### Excerpted text
[Start of Attachment]

Although other lower extremity joints take up much of the sports medicine specialist’s time, injuries to the hip and pelvis are not uncommon and can present a variety of diagnostic and treatment problems. From an anatomical standpoint, the hip should be differentiated from the pelvis. Many lay people and a few medical professionals use the two interchangeably. They are not the same. The pelvis is a bony ring formed by three bones that serves to protect internal organs and as a scaffold for muscles, tendons, and ligaments and other bones. The hip is the joint between the femur (thigh bone) and the pelvis. It is a type of joint known as a ball and socket, which means that the head of the femur fits into a depression in the pelvis bones called the acetabulum.
Fractures of the pelvis require a great deal of trauma and are somewhat rare in sports medicine. People who ride horses or race motorcycles account for most of the pelvis fractures seen in sports medicine. Also, the tendons of the thigh muscles can occasionally pull a small fragment of bone off the pelvis.
Femur fractures are not extremely common in sports but cause sufficient morbidity to warrant their inclusions. Several times a year a football player, soccer player or motorcyclist will break his femur, the largest bone in the body. This is typically a fracture that must be corrected surgically by placing a rod through the hollow portion of the bone. The internal rod then allows the thighbone to heal with correct length without angulation.
The hip joint sometimes becomes dislocated in athletes. This occurs several times a year in football and equestrian activities. This is a true orthopaedic emergency. In adults, a great deal of force is required in order to dislocate the hip. This is not the case in children. It is very important to get someone with a suspected hip dislocation to a hospital as soon as possible. The quicker the hip is reduced (put back in place) the better. Hips that remain dislocated for a long time are at increased risk of developing a condition known as avascular necrosis, which can be difficult to treat.
Avascular necrosis (death) of the femoral head will often lead to arthritis. An orthopaedist must also evaluate a hip dislocation for associated femur or pelvis fractures. Although fractures and dislocations of the hip and pelvis are not as common as with other joints, early recognition is critical for their proper treatment. Never delay having someone with a suspected fracture or dislocation of the hip or pelvis from being evaluated.

[End of Attachment]

### Task instructions
**A.** Answer these questions using the text on hip and pelvis injuries.
(i) How many bones form the pelvis?
(ii) What is the depression in the pelvis bones that holds the head of the femur called?
(iii) Which condition are hips that stay dislocated for a long time at increased risk of developing?
**B.** According to the text on hip and pelvis injuries, the pelvis serves as a scaffold for several structures. List all of them.
**C.** Resume the text on hip and pelvis injuries after its final sentence.

(Stored data entries)
[Start of Attachment]

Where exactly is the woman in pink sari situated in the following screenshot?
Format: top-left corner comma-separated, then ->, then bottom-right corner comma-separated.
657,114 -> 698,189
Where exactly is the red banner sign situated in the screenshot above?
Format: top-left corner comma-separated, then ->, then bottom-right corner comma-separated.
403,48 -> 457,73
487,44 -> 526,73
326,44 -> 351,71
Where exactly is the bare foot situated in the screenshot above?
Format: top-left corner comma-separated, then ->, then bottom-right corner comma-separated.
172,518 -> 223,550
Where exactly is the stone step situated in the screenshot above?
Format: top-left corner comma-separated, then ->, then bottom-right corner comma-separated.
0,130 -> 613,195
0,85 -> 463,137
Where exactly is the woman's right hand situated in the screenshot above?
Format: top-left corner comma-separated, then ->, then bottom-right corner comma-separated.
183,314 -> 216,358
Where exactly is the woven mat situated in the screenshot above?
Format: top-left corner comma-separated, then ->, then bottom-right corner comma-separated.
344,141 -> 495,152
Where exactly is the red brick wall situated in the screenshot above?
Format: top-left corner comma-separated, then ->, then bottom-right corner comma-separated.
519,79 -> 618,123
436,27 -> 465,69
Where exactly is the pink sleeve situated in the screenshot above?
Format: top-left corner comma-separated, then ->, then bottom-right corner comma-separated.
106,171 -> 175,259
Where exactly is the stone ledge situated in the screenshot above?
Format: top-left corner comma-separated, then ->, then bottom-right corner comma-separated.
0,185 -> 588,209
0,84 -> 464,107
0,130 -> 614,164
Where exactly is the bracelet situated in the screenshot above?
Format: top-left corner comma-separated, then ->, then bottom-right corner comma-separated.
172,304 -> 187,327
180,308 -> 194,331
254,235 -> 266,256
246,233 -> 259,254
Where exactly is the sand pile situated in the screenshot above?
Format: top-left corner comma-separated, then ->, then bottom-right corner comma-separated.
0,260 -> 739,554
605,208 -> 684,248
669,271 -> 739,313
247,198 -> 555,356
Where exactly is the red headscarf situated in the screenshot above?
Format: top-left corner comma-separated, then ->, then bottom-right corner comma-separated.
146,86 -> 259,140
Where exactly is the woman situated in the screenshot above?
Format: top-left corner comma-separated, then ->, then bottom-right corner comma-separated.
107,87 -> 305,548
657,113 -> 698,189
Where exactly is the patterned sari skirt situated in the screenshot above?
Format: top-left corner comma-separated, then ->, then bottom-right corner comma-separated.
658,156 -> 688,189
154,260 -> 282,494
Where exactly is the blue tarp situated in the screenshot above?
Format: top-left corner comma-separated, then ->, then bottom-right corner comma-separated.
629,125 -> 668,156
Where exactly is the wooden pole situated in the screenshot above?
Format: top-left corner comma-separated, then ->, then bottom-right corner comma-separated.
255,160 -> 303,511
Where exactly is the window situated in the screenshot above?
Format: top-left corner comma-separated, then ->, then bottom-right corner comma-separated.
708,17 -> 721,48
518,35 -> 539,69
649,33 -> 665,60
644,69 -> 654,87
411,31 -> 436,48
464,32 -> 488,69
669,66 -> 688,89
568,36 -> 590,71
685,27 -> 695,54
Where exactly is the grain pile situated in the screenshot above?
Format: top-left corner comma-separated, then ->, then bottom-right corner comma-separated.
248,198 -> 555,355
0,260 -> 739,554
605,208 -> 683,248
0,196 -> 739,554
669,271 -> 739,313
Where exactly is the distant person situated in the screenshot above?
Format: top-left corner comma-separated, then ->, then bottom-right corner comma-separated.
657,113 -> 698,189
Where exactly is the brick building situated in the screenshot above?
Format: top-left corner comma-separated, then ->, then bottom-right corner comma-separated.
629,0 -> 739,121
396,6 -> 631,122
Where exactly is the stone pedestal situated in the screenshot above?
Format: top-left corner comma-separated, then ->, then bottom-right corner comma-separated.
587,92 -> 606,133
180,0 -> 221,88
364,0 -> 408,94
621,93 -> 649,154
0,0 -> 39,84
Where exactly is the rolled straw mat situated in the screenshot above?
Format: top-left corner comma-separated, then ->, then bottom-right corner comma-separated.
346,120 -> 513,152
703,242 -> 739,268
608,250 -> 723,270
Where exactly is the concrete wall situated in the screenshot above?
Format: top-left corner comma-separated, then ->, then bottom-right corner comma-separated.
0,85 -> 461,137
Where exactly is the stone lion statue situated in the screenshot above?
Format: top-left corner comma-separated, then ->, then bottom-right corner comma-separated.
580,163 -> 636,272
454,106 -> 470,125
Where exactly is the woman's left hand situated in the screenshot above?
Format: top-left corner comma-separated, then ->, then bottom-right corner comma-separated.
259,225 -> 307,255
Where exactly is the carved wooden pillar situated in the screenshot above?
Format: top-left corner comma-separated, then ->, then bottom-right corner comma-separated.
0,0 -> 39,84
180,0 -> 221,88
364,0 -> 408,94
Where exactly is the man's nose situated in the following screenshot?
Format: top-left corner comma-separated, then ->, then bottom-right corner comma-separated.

[End of Attachment]

### Replies
**A.**
(i) Three.
(ii) The acetabulum.
(iii) Avascular necrosis.

**B.** Muscles, tendons, ligaments, and other bones.

**C.**
Although not exclusive to athletes, a condition known as a slipped capital femoral epiphysis (SCFE) occurs in adolescent boys and girls. SCFE occurs in growing youngsters who are nearing skeletal maturity. There are various theories about the etiology of SCFE, but what essentially happens is that the head and neck of the femur rotate in different directions. Adolescents with hip or groin pain should be evaluated by an orthopaedic specialist fairly quickly. Early diagnosis and treatment can help reduce further slippage and other complications. The vast majority of SCFE cases are treated operatively with internal fixation to prevent further slipping and deformity.
A pelvis injury that is very common in most collision sports is commonly known as a hip pointer. This injury is actually just a severe bruise that is quite painful and difficult to treat and protect. The front or anterior pelvis is quite sharp and, when hit, can cause significant bony and soft tissue damage. Treatment of a hip pointer is protection with high-density polyfoam or other protective padding and the typical ice regimen common to other contusions. Hip pointers can be severe enough to sideline an athlete for several weeks.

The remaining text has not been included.